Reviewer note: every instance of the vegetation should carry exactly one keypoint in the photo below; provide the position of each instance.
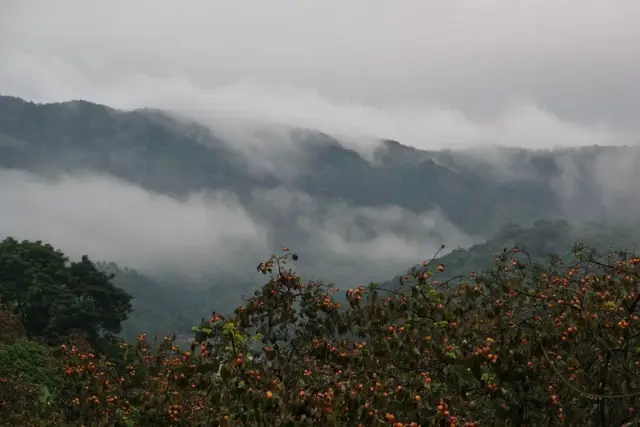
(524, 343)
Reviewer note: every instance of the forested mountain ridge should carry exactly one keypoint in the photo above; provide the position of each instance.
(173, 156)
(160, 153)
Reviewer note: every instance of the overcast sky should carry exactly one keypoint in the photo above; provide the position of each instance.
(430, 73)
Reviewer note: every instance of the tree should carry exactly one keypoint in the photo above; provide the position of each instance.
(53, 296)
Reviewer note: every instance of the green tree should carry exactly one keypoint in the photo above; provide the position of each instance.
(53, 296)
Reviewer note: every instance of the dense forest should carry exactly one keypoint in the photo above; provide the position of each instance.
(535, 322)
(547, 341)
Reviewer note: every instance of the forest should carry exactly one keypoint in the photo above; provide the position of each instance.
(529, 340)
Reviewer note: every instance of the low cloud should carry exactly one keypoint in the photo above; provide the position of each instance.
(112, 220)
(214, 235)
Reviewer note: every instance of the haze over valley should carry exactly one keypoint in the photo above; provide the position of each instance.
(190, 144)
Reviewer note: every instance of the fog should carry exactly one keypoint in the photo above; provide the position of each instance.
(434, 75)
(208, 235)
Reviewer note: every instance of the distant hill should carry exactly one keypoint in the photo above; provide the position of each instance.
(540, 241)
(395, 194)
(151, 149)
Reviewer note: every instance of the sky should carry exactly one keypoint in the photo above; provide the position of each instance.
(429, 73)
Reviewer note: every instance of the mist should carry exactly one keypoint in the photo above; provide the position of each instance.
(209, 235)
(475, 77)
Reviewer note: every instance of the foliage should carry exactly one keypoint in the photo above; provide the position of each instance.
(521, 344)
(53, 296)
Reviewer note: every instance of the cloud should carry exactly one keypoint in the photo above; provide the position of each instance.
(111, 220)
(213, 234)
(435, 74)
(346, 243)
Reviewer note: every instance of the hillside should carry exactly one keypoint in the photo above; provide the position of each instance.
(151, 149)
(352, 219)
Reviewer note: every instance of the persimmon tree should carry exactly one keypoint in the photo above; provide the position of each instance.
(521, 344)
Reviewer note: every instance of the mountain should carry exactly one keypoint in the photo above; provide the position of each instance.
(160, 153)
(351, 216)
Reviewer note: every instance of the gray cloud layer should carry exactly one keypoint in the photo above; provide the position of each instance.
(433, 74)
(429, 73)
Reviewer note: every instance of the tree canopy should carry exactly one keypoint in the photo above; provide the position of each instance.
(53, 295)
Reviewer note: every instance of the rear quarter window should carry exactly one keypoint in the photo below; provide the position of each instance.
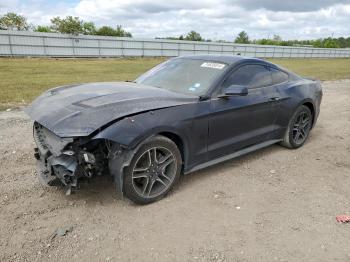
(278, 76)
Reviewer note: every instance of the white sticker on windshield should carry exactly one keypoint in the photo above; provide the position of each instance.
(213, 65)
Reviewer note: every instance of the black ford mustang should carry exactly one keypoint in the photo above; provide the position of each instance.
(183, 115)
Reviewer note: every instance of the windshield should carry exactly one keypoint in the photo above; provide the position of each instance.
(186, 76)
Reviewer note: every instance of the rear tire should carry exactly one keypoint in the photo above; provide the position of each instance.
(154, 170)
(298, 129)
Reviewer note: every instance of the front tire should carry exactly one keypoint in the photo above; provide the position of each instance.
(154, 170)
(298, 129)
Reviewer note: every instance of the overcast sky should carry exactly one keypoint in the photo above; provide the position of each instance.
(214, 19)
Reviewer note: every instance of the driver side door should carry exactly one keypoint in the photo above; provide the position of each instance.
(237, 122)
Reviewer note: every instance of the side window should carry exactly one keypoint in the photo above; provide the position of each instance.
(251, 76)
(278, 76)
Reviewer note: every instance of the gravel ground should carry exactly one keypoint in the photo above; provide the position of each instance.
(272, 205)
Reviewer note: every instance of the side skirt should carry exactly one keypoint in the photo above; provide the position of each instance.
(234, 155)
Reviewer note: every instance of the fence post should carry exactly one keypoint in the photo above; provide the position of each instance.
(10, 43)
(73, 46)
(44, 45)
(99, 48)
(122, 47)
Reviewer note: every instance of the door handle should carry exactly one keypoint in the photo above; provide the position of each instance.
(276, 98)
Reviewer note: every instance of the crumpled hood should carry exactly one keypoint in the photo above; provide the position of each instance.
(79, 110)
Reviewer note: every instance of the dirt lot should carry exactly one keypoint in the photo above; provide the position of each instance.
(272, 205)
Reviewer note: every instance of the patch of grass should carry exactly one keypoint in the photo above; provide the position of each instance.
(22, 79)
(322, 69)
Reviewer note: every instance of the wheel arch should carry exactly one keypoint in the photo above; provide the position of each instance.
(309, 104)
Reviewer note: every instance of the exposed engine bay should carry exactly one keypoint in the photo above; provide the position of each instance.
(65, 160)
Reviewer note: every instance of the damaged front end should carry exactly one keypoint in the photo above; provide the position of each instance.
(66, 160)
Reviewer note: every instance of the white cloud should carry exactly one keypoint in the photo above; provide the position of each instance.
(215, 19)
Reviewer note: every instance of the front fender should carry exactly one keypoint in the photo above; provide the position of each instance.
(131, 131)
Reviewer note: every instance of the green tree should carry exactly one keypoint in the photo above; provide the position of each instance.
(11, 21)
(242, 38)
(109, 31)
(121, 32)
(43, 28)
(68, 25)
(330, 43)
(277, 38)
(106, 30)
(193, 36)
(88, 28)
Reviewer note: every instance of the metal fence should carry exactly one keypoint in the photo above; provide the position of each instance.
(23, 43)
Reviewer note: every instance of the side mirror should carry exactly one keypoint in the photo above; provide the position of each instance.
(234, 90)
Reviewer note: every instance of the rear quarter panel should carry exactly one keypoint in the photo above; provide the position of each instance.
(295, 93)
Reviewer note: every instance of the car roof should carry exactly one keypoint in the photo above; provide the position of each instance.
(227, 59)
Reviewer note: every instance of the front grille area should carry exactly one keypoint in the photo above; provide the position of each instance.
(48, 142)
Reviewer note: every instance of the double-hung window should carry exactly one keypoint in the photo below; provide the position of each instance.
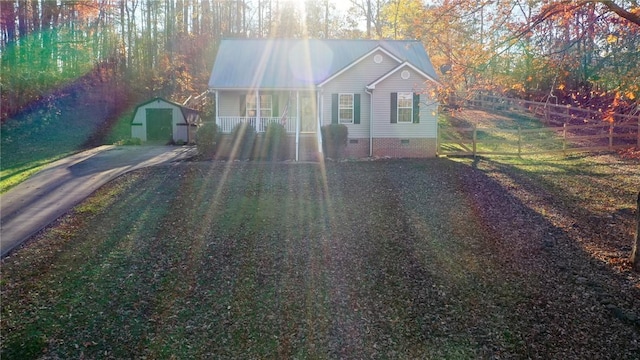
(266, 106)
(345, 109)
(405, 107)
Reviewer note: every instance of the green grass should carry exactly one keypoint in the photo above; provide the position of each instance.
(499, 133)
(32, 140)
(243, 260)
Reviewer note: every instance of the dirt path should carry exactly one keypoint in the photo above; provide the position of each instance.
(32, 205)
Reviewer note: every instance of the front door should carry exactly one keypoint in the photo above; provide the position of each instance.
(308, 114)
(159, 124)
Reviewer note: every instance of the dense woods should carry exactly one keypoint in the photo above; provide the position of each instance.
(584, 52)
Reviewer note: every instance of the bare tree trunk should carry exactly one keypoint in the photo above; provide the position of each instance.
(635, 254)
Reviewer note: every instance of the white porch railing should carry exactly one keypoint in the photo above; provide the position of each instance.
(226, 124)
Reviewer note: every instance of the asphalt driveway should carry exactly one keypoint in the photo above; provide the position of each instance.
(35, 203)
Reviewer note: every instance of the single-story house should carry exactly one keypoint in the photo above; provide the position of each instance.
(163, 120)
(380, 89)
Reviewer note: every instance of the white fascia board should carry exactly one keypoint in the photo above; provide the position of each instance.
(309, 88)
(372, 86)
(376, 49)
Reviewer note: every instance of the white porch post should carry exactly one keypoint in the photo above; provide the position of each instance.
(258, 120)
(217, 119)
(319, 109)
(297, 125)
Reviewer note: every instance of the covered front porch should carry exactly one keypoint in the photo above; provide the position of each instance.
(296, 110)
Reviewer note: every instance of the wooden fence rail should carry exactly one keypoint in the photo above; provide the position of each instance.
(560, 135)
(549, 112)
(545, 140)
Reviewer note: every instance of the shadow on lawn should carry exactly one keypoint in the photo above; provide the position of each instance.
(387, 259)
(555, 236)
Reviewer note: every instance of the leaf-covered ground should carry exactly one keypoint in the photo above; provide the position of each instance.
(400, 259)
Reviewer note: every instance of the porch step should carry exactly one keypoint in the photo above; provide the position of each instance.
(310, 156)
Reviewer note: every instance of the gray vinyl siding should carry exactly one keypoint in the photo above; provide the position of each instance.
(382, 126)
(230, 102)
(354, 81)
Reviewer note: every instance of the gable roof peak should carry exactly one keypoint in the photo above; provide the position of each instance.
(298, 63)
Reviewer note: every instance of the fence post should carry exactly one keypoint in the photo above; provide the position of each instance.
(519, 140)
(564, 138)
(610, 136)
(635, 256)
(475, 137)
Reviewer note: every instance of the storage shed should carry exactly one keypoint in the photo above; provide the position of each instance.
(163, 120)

What to produce -> Reproduce the stretch of items from the line containing "Reviewer note: every instance of the white fascia" through the end of the items, changing every "porch" to "veranda" and leaving all else unchanged.

Full output ->
Reviewer note: every instance of the white fascia board should carry exactly one keypoint in the photo above; provide the position of each instance.
(309, 88)
(372, 86)
(376, 49)
Reviewer note: every instance of the white veranda post should carry exactly one keypoint in the photo above; provide the position of each instance.
(258, 120)
(217, 119)
(319, 109)
(297, 125)
Reviewer note: every instance of the covered front veranda should carry exactly one keypoint in the photo above; provide the position of each instance.
(296, 110)
Reviewer note: every instance of the wooden fence rail should carry exactly one keypoint in the photo above; provide the position of each instance.
(560, 135)
(549, 112)
(545, 140)
Reviewer note: every instance of the shadow on lawn should carry exactly one keypoint in the photo above; provide the position of each instance.
(387, 259)
(555, 236)
Reviewer note: every instance of the leaf-covered ground should carry exactly one keypoint in the photo above; provide the position of each instance.
(400, 259)
Reviewer note: every instance of the veranda step should carry exactly one keypoint in the photo above; provide the position of each instance.
(310, 156)
Reviewer note: every instance of the gray vinyl siding should carry exactly one keypoint in the photo above; provide the position of each instance.
(382, 126)
(230, 102)
(354, 81)
Reviewer note: every instance of the gable roof peak should carry exactly one keypoint in the photo above; provide the position of each instance.
(298, 63)
Reviewer note: every instance of the fence post should carry exactly one keypoint in the photo above; provide the position of each instance.
(519, 140)
(564, 138)
(610, 136)
(635, 256)
(475, 137)
Reviewer note: every instance of the storage shed should carry exactly one keypoint in the photo above; provide the position of each instance.
(163, 120)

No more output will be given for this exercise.